GIVEN TASK — Starting at the line with "Outline every instance of the white" and continuing through the last of the rows, render those rows as a two-column CSV with the headers "instruction" and "outline". Put one line per row, with the row's text and its answer each in a quoted field, line breaks replaced by spaces, and no pictures.

--------------------

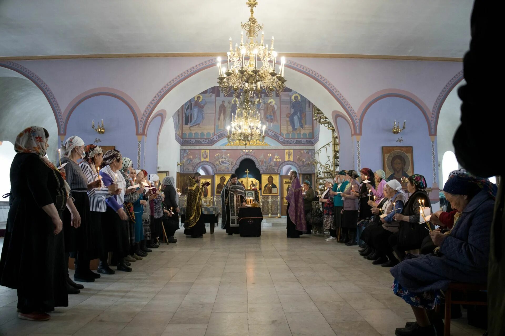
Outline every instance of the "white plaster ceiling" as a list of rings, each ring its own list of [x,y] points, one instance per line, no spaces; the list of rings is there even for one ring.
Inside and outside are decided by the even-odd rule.
[[[0,56],[224,52],[230,35],[239,42],[245,2],[3,0]],[[255,16],[280,53],[462,57],[473,2],[259,0]]]

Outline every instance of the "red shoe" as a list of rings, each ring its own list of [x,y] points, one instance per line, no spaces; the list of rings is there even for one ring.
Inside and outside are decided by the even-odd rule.
[[[19,313],[19,314],[18,315],[18,317],[22,320],[28,320],[28,321],[36,321],[39,322],[40,321],[47,321],[51,318],[51,315],[49,314],[46,314],[45,313],[37,313],[33,312],[33,313],[30,313],[30,314],[23,314],[23,313]]]

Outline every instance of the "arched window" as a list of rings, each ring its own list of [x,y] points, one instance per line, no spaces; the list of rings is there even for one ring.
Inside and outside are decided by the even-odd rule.
[[[16,152],[14,145],[9,141],[0,141],[0,196],[11,192],[11,179],[9,174],[11,164],[14,159]],[[0,200],[9,201],[9,198],[0,198]]]
[[[443,157],[442,158],[442,181],[443,182],[442,184],[442,188],[448,178],[450,172],[459,168],[456,156],[453,153],[447,151],[443,154]]]

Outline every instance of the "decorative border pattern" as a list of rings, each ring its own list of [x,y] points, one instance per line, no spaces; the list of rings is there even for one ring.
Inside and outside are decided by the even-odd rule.
[[[449,96],[452,89],[460,84],[464,77],[463,76],[463,71],[454,75],[454,77],[447,82],[447,84],[438,94],[438,97],[435,100],[433,104],[433,108],[431,109],[431,117],[430,118],[430,122],[431,123],[431,133],[432,135],[436,136],[437,134],[437,125],[438,124],[438,116],[440,115],[440,110],[442,109],[442,106],[443,105],[445,99]]]
[[[56,97],[55,97],[55,95],[53,93],[53,91],[51,91],[49,86],[33,71],[18,63],[7,61],[5,63],[0,63],[0,66],[10,69],[18,74],[22,75],[33,82],[40,89],[40,91],[42,92],[44,95],[45,96],[45,98],[47,99],[47,102],[49,103],[49,105],[50,105],[53,112],[55,114],[55,118],[56,119],[56,121],[58,124],[58,135],[64,135],[62,132],[65,125],[63,114],[62,113],[60,104],[58,104],[58,102],[56,100]]]

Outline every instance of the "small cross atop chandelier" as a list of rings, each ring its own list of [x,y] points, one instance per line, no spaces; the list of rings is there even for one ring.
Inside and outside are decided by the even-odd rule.
[[[272,37],[270,49],[268,44],[264,44],[265,34],[263,31],[261,41],[258,42],[258,32],[263,29],[263,25],[259,24],[254,17],[254,8],[258,2],[249,0],[246,4],[251,15],[248,21],[240,23],[240,27],[245,30],[245,43],[243,31],[240,32],[240,45],[235,43],[234,49],[230,38],[230,50],[226,53],[226,68],[221,65],[221,57],[217,59],[219,72],[218,84],[221,92],[225,95],[233,90],[233,96],[236,98],[241,91],[250,97],[256,93],[259,97],[264,89],[271,97],[274,91],[280,94],[286,88],[284,78],[285,60],[284,57],[281,58],[278,72],[276,72],[277,53],[274,50],[274,37]]]

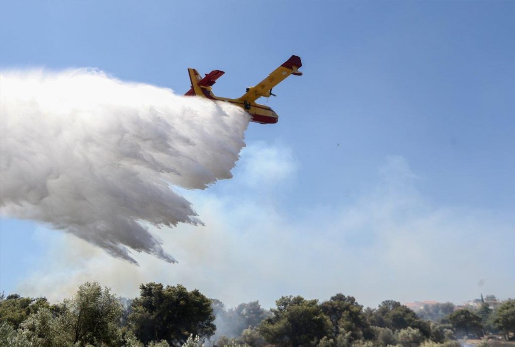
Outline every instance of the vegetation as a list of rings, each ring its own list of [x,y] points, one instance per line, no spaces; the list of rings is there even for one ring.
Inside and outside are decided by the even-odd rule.
[[[282,297],[268,311],[258,301],[228,310],[180,285],[150,283],[140,289],[140,296],[129,300],[87,282],[55,305],[44,298],[1,295],[0,346],[458,347],[455,336],[515,336],[513,300],[496,299],[493,309],[485,302],[454,311],[445,303],[424,306],[417,316],[393,300],[364,309],[341,294],[323,302]],[[480,345],[505,343],[487,335]]]

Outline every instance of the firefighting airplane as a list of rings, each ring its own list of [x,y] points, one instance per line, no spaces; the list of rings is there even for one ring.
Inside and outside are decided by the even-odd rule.
[[[300,76],[302,72],[299,71],[299,68],[302,66],[300,58],[297,56],[291,56],[282,65],[273,70],[268,77],[260,82],[257,85],[249,87],[247,93],[238,99],[229,99],[215,96],[211,90],[211,87],[225,73],[220,70],[213,70],[209,74],[206,74],[203,78],[195,69],[188,68],[190,80],[191,81],[191,88],[184,95],[198,96],[204,97],[213,100],[219,100],[230,102],[236,106],[244,108],[252,116],[251,121],[261,124],[277,123],[279,116],[271,108],[265,105],[261,105],[254,102],[261,97],[268,98],[272,94],[272,88],[279,84],[281,81],[289,76],[295,75]]]

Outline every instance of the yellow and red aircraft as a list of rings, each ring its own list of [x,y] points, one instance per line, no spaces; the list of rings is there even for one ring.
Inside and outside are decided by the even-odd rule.
[[[257,85],[249,87],[247,93],[237,99],[229,99],[215,96],[211,87],[216,80],[225,72],[220,70],[213,70],[209,74],[206,74],[203,78],[195,69],[188,68],[190,80],[191,81],[191,88],[184,95],[198,96],[204,97],[212,100],[219,100],[230,102],[236,106],[244,108],[252,116],[251,121],[261,124],[277,123],[279,116],[271,108],[265,105],[261,105],[255,101],[261,97],[268,98],[272,94],[272,88],[279,84],[281,81],[289,76],[295,75],[300,76],[302,72],[299,71],[299,68],[302,66],[300,58],[297,56],[291,56],[282,65],[273,70],[268,77],[260,82]]]

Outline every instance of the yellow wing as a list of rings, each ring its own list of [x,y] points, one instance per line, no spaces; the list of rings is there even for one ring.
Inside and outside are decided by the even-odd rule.
[[[297,76],[302,75],[302,72],[299,71],[299,68],[302,66],[300,58],[291,56],[289,59],[274,70],[268,77],[255,86],[247,88],[247,93],[238,100],[246,103],[250,103],[261,97],[269,97],[271,89],[290,75],[293,74]]]

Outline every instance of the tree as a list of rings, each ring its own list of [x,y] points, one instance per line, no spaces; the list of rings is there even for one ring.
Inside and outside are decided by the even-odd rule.
[[[65,330],[64,323],[49,309],[42,308],[24,320],[20,331],[40,347],[67,347],[73,345],[73,335]]]
[[[190,335],[200,338],[214,334],[211,301],[197,289],[149,283],[140,286],[140,296],[132,302],[129,325],[144,343],[165,340],[182,344]]]
[[[515,336],[515,300],[509,299],[501,305],[494,321],[505,332],[507,340],[510,332]]]
[[[259,331],[256,328],[250,326],[242,333],[242,335],[237,339],[237,341],[244,344],[252,347],[263,347],[266,345],[265,339],[263,338]]]
[[[371,337],[369,325],[363,315],[363,306],[357,303],[354,297],[338,294],[322,303],[321,306],[331,321],[333,338],[338,336],[340,330],[344,333],[351,333],[350,339],[353,341],[364,336]]]
[[[285,347],[307,345],[331,333],[331,321],[318,300],[290,296],[282,297],[276,304],[271,317],[259,326],[268,342]]]
[[[46,298],[24,298],[11,294],[0,300],[0,323],[7,322],[18,328],[20,324],[32,313],[50,306]]]
[[[256,326],[270,315],[269,311],[262,308],[257,301],[242,303],[226,311],[221,301],[216,299],[210,300],[216,325],[215,340],[221,336],[237,337],[245,329]]]
[[[410,326],[396,332],[395,338],[397,343],[403,347],[420,345],[420,342],[424,339],[420,331]]]
[[[462,334],[465,333],[466,336],[470,333],[481,335],[481,318],[468,309],[462,308],[455,311],[451,314],[449,319],[456,330]]]
[[[36,347],[37,345],[7,322],[0,323],[0,346]]]
[[[65,330],[71,332],[73,343],[110,345],[120,338],[122,305],[109,288],[87,282],[60,306],[59,319]]]
[[[413,310],[394,300],[381,303],[370,316],[371,325],[389,327],[395,331],[411,327],[418,329],[425,337],[429,337],[431,330],[428,322],[419,318]]]

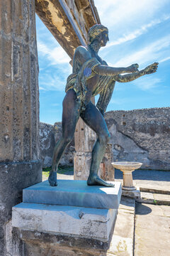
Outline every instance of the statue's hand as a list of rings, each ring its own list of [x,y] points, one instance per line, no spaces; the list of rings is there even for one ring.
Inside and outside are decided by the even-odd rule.
[[[135,73],[135,72],[139,72],[138,68],[139,65],[138,64],[132,64],[130,66],[127,68],[127,70],[129,73]]]
[[[154,63],[153,64],[149,65],[147,68],[145,68],[143,71],[144,72],[145,75],[152,74],[153,73],[157,72],[158,68],[158,63]]]

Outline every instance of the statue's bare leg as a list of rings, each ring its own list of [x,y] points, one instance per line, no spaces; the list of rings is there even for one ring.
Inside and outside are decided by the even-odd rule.
[[[113,183],[103,181],[98,176],[99,165],[104,156],[106,147],[110,139],[105,119],[91,102],[86,106],[86,110],[81,113],[81,117],[98,136],[98,139],[92,151],[90,174],[87,184],[89,186],[114,186]]]
[[[69,90],[62,102],[62,135],[56,144],[52,157],[52,169],[48,177],[50,186],[57,186],[57,166],[67,145],[71,142],[79,117],[79,102],[73,89]]]

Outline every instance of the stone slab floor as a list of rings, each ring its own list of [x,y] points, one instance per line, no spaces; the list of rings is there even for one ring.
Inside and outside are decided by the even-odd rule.
[[[134,255],[170,255],[170,206],[136,205]]]
[[[134,174],[136,186],[169,191],[170,171],[139,170]],[[116,170],[115,181],[121,176]],[[74,178],[70,173],[58,178]],[[170,256],[170,206],[136,203],[135,214],[135,200],[123,198],[106,255]]]

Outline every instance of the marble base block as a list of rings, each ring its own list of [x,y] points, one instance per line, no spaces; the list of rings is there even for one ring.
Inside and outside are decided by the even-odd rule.
[[[121,184],[115,187],[87,186],[86,181],[59,180],[57,186],[47,181],[23,191],[23,202],[50,205],[118,209],[121,197]]]
[[[12,225],[108,241],[116,215],[117,209],[21,203],[13,208]]]

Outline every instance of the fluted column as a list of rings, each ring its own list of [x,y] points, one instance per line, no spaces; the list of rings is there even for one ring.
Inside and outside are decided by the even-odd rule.
[[[0,233],[3,234],[11,207],[22,201],[23,188],[41,181],[41,164],[35,2],[3,0],[0,12]],[[6,242],[1,235],[1,255],[4,250]]]

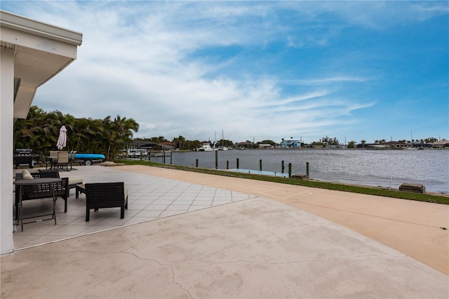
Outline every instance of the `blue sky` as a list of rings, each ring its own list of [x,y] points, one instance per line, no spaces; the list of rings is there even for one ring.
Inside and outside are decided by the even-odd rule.
[[[83,34],[34,105],[135,137],[449,139],[448,1],[8,1]]]

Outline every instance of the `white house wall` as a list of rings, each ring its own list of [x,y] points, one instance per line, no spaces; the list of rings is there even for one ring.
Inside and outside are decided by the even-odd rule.
[[[27,117],[39,86],[76,58],[82,34],[0,11],[1,254],[13,244],[14,119]],[[14,98],[14,81],[20,84]]]
[[[14,51],[0,51],[0,244],[4,254],[13,251]]]

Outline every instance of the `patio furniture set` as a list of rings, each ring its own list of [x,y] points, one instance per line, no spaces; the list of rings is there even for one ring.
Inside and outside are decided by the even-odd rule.
[[[23,170],[15,175],[15,220],[17,225],[34,222],[54,220],[56,225],[55,202],[58,197],[64,199],[64,213],[67,211],[67,201],[70,189],[76,188],[76,199],[79,193],[86,194],[86,221],[89,221],[90,211],[99,208],[120,208],[120,218],[125,217],[125,208],[128,209],[128,190],[123,182],[97,182],[83,184],[82,178],[60,178],[56,169],[39,170],[30,173]],[[23,201],[32,199],[52,199],[53,213],[41,215],[24,218]],[[51,218],[41,219],[41,217],[51,215]],[[26,219],[34,218],[33,221],[24,222]],[[39,218],[39,219],[38,219]]]

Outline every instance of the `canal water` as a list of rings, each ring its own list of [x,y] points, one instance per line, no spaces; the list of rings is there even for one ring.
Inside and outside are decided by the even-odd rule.
[[[285,173],[292,164],[293,174],[306,174],[309,162],[311,180],[382,186],[397,189],[403,182],[422,184],[426,190],[449,193],[448,150],[247,150],[218,151],[218,169],[239,168]],[[166,164],[215,168],[215,152],[172,152]],[[162,157],[151,157],[162,163]]]

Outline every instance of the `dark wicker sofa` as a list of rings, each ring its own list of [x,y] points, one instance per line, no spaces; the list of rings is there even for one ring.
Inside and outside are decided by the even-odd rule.
[[[128,190],[123,182],[86,184],[86,221],[89,221],[91,209],[120,208],[120,219],[128,210]]]
[[[41,171],[37,173],[30,173],[33,178],[59,178],[58,170]],[[15,174],[15,180],[23,180],[22,173]],[[67,199],[69,198],[69,178],[61,178],[61,182],[55,183],[54,190],[56,197],[61,197],[64,199],[64,213],[67,211]],[[53,190],[50,188],[42,188],[39,186],[27,186],[23,190],[22,201],[29,199],[46,199],[53,197]],[[18,219],[19,192],[20,187],[15,186],[15,219]]]

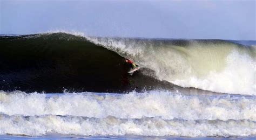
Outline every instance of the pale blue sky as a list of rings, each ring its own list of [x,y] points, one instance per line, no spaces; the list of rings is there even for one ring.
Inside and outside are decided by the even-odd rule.
[[[0,1],[0,33],[256,40],[253,0]]]

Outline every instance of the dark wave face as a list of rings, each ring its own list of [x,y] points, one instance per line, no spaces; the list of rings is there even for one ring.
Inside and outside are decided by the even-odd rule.
[[[123,92],[171,85],[139,72],[131,76],[123,57],[82,37],[5,36],[0,46],[0,90]]]
[[[254,95],[255,52],[253,46],[221,40],[2,36],[0,90],[123,93],[193,88],[193,92]],[[132,76],[125,58],[141,67]]]

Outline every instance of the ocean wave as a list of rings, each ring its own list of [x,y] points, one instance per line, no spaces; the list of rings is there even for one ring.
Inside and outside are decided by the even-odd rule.
[[[171,83],[214,92],[256,94],[253,46],[221,40],[72,34],[1,37],[0,64],[5,66],[0,69],[1,89],[120,93],[173,89]],[[125,58],[142,68],[133,76],[127,74]]]

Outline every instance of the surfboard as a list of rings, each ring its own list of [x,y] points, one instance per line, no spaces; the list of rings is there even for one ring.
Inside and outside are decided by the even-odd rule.
[[[133,73],[133,72],[134,72],[136,71],[138,71],[140,68],[140,67],[136,67],[135,68],[133,68],[132,69],[131,69],[131,71],[130,71],[129,72],[128,72],[128,73]]]

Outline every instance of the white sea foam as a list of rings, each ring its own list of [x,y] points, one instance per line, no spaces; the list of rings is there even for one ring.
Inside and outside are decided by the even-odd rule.
[[[140,118],[160,116],[186,120],[233,119],[256,121],[256,99],[182,95],[165,91],[108,94],[85,93],[47,97],[43,94],[0,94],[0,113],[8,115],[72,115]]]
[[[0,134],[38,136],[49,133],[82,136],[246,136],[256,135],[256,122],[250,120],[166,120],[143,117],[120,119],[113,116],[39,116],[0,115]]]
[[[246,136],[255,121],[254,96],[0,92],[0,135]]]

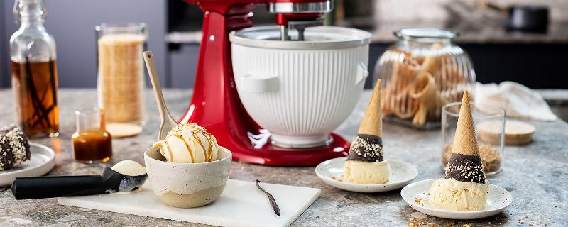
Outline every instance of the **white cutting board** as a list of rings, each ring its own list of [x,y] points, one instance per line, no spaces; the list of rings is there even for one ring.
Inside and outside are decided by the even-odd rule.
[[[160,201],[149,182],[142,191],[126,194],[102,194],[59,198],[65,206],[88,208],[154,218],[221,226],[288,226],[320,196],[320,189],[261,183],[272,194],[280,210],[277,216],[268,198],[254,182],[229,179],[223,194],[205,206],[181,209]]]

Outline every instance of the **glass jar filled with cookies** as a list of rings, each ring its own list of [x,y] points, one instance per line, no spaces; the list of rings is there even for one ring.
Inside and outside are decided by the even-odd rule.
[[[386,121],[419,128],[440,127],[442,107],[471,93],[475,72],[467,53],[452,43],[456,33],[436,28],[394,33],[398,41],[378,59],[374,79],[383,80]]]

--------------------

SOLUTION FOR THIS TASK —
instruction,outline
"Outline every instance of the white sea foam as a list of rings, each ring its own list of [x,y] points, one instance per line, no spaces; the list of rings is there even for one ring. Inside and outside are decided by the even-odd rule.","[[[140,118],[160,116],[186,120],[233,119],[256,121],[256,99],[182,95],[165,91],[108,94],[85,93],[47,97],[43,94],[0,94],[0,113],[8,115],[72,115]]] [[[0,134],[38,136],[49,133],[82,136],[246,136],[256,135],[256,122],[250,120],[166,120],[143,117],[120,119],[113,116],[39,116],[0,115]]] [[[246,136],[255,121],[254,96],[0,92],[0,135]]]"
"Outline every instance of the **white cutting board** as a list of rings, each ring its own list of [x,y] points, one instance per line, no spaces; the list of rings is there even for one ring. Inside and outside are decided by the even-odd rule.","[[[160,201],[149,182],[142,191],[126,194],[102,194],[59,198],[65,206],[88,208],[154,218],[221,226],[288,226],[320,196],[320,189],[261,183],[272,194],[280,210],[277,216],[268,198],[254,182],[229,179],[223,194],[205,206],[181,209]]]"
"Outline every instance of the **glass jar filled with cookies** as a list of rings, each ring its own list of [x,y] points, one instance per line, no spaces; the list of rings is there even for one ring. Inside and outside are decided by the even-odd rule.","[[[386,121],[419,128],[440,127],[442,107],[471,93],[475,72],[467,53],[452,43],[456,33],[436,28],[394,33],[398,41],[378,59],[374,79],[383,80]]]"